▸ **SUPPLIED ENTRIES**
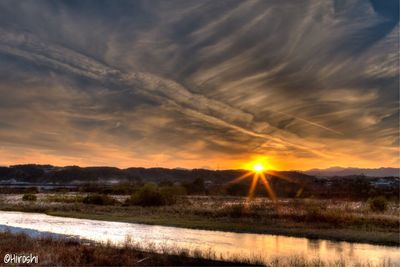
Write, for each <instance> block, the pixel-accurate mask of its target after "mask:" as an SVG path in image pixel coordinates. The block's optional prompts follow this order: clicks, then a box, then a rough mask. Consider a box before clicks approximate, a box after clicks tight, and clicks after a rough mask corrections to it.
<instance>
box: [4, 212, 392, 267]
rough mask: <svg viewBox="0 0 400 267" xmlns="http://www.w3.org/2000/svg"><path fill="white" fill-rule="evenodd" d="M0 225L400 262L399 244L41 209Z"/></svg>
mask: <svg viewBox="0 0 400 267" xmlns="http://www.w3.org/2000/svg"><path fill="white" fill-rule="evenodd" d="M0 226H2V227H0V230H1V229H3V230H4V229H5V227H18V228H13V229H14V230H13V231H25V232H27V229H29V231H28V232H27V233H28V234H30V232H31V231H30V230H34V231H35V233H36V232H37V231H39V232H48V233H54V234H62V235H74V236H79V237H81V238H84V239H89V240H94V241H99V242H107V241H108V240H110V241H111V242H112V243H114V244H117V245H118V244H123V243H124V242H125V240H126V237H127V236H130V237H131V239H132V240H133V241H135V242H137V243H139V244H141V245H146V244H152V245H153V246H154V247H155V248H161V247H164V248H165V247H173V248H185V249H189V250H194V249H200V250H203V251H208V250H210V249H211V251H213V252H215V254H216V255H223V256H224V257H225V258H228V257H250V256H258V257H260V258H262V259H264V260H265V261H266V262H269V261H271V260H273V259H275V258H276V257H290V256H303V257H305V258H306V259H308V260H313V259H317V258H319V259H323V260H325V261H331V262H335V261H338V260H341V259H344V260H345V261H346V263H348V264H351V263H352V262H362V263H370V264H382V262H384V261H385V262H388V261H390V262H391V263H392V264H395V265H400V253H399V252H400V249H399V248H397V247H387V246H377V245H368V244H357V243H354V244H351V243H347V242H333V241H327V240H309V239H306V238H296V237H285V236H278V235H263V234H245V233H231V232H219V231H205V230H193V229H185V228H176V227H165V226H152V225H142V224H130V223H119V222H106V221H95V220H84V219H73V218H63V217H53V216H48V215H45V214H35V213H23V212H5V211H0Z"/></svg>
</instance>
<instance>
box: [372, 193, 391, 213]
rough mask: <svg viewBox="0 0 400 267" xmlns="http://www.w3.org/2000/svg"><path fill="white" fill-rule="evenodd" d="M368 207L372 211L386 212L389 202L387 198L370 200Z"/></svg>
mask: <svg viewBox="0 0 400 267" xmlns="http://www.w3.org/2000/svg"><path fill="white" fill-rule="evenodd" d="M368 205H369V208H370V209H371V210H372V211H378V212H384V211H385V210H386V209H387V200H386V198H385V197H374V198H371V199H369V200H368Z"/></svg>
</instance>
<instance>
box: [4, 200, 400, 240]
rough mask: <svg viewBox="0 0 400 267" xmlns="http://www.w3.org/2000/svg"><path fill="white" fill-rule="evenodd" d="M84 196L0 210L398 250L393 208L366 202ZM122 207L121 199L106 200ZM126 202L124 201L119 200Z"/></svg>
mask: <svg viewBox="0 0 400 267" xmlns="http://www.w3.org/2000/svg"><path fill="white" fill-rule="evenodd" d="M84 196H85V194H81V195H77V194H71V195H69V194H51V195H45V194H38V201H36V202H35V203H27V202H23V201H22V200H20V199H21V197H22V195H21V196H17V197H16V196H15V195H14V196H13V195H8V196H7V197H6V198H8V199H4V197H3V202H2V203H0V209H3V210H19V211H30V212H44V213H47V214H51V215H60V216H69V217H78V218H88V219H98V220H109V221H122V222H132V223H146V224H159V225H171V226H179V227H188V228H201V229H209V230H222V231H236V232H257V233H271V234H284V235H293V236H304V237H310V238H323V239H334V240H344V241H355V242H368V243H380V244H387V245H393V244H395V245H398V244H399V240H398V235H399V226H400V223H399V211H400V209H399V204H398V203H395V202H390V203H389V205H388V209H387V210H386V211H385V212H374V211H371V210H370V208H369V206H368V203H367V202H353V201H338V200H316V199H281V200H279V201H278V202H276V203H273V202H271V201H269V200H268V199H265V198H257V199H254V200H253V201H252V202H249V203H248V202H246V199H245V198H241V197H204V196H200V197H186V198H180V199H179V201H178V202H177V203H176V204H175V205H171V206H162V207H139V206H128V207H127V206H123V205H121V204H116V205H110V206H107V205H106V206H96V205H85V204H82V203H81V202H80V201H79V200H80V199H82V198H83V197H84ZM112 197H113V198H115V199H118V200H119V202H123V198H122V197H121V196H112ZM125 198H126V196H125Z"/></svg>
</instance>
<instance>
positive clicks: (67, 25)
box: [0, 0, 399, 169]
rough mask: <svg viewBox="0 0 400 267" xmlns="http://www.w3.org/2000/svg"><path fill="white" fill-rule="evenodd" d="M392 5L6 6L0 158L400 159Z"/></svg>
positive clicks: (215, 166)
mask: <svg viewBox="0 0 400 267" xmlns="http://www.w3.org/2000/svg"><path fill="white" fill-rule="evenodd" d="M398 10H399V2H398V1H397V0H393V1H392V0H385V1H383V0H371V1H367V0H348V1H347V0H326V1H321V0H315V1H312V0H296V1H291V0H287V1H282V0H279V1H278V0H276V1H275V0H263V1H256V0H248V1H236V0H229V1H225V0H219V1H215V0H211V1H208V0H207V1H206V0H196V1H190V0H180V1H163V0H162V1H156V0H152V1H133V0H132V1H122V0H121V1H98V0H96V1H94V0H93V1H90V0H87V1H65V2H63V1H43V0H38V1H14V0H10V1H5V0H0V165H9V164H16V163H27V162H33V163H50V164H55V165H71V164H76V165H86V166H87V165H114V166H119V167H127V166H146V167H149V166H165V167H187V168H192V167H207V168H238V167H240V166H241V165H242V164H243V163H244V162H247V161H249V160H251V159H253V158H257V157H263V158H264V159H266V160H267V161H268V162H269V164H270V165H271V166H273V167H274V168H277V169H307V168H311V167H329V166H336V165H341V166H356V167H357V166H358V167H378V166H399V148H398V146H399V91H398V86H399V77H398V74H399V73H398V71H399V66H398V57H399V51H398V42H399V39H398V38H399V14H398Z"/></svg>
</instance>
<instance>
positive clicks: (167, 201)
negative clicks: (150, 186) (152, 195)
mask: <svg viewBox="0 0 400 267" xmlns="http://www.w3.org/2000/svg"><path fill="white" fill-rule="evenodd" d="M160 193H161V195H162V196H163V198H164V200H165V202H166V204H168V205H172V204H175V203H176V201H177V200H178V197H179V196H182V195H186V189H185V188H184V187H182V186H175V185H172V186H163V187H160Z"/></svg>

==

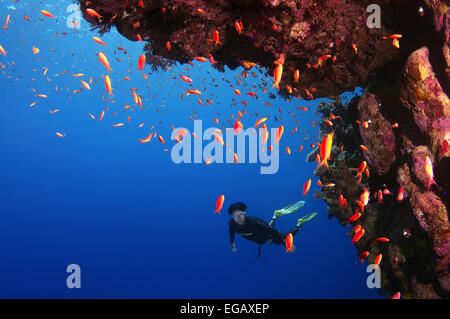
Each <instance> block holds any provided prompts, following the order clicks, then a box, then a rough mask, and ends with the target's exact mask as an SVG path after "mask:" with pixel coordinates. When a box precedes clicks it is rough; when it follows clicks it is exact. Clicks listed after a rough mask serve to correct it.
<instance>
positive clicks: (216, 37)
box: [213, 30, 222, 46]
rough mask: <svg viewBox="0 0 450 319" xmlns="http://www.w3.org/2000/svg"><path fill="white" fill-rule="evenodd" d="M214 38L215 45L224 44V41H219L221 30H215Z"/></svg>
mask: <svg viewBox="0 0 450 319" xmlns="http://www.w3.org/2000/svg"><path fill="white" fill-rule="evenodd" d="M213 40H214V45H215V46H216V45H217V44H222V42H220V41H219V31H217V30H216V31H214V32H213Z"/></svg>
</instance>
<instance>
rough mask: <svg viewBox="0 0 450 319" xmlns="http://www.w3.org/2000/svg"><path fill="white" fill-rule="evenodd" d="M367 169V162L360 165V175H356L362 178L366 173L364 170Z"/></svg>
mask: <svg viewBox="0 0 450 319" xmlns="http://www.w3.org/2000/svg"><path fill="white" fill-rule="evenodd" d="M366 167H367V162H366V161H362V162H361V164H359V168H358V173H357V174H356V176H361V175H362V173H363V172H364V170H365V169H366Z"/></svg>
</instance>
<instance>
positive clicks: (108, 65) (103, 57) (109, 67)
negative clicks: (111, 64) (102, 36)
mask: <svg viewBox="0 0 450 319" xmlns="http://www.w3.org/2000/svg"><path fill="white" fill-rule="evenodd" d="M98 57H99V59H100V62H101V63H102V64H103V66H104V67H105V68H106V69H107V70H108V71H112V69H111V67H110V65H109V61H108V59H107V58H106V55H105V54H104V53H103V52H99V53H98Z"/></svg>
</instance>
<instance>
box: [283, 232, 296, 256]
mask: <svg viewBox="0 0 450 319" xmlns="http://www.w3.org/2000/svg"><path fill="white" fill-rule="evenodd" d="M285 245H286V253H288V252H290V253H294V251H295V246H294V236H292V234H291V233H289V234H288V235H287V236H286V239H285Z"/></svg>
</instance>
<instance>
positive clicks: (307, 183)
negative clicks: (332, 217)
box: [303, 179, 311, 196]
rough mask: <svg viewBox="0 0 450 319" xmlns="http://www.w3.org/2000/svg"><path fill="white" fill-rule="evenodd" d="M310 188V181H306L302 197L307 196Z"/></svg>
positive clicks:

▸ **WHAT IS EXPECTED**
In the material above, find the line containing "Write, for each" and the line containing "box: [372, 193, 391, 213]", then write out exactly those two lines and every line between them, and nothing more.

▸ **EXPECTED OUTPUT**
Write, for each <instance> block, the pixel-accurate mask of its target after "mask:" as an SVG path in image pixel coordinates. The block's optional prompts follow this order: clicks, then a box, then a rough mask. Consider a box before clicks approximate, a box after clicks tight, and clicks after a rough mask corrections to it.
<instance>
box: [4, 212, 392, 267]
rough mask: <svg viewBox="0 0 400 267" xmlns="http://www.w3.org/2000/svg"><path fill="white" fill-rule="evenodd" d="M0 225L400 262L399 244L41 209Z"/></svg>
mask: <svg viewBox="0 0 400 267" xmlns="http://www.w3.org/2000/svg"><path fill="white" fill-rule="evenodd" d="M0 226H2V227H0V230H1V229H3V230H4V229H5V227H18V228H13V229H14V230H13V231H25V232H27V229H29V231H28V232H27V233H28V234H30V232H31V231H30V230H34V231H35V233H36V232H37V231H39V232H48V233H54V234H62V235H74V236H79V237H81V238H84V239H89V240H94V241H99V242H107V241H108V240H110V241H111V242H112V243H114V244H117V245H118V244H123V243H124V242H125V240H126V237H127V236H130V237H131V239H132V240H133V241H135V242H137V243H139V244H141V245H146V244H152V245H153V246H154V247H155V248H161V247H164V248H165V247H173V248H185V249H189V250H194V249H200V250H203V251H208V250H210V249H211V251H213V252H215V254H216V255H223V256H224V257H225V258H228V257H250V256H258V257H260V258H262V259H264V260H265V261H266V262H269V261H271V260H273V259H275V258H276V257H290V256H303V257H305V258H306V259H308V260H313V259H317V258H319V259H323V260H325V261H331V262H335V261H338V260H341V259H344V260H345V261H346V263H348V264H351V263H352V262H362V263H370V264H382V262H384V261H385V262H388V261H390V262H391V263H392V264H395V265H400V253H399V252H400V249H399V248H397V247H387V246H377V245H368V244H357V243H354V244H351V243H347V242H333V241H327V240H309V239H306V238H296V237H285V236H278V235H263V234H245V233H231V232H219V231H205V230H193V229H185V228H176V227H165V226H152V225H142V224H130V223H119V222H106V221H95V220H84V219H73V218H63V217H53V216H48V215H45V214H35V213H23V212H5V211H0Z"/></svg>
</instance>
<instance>
box: [372, 193, 391, 213]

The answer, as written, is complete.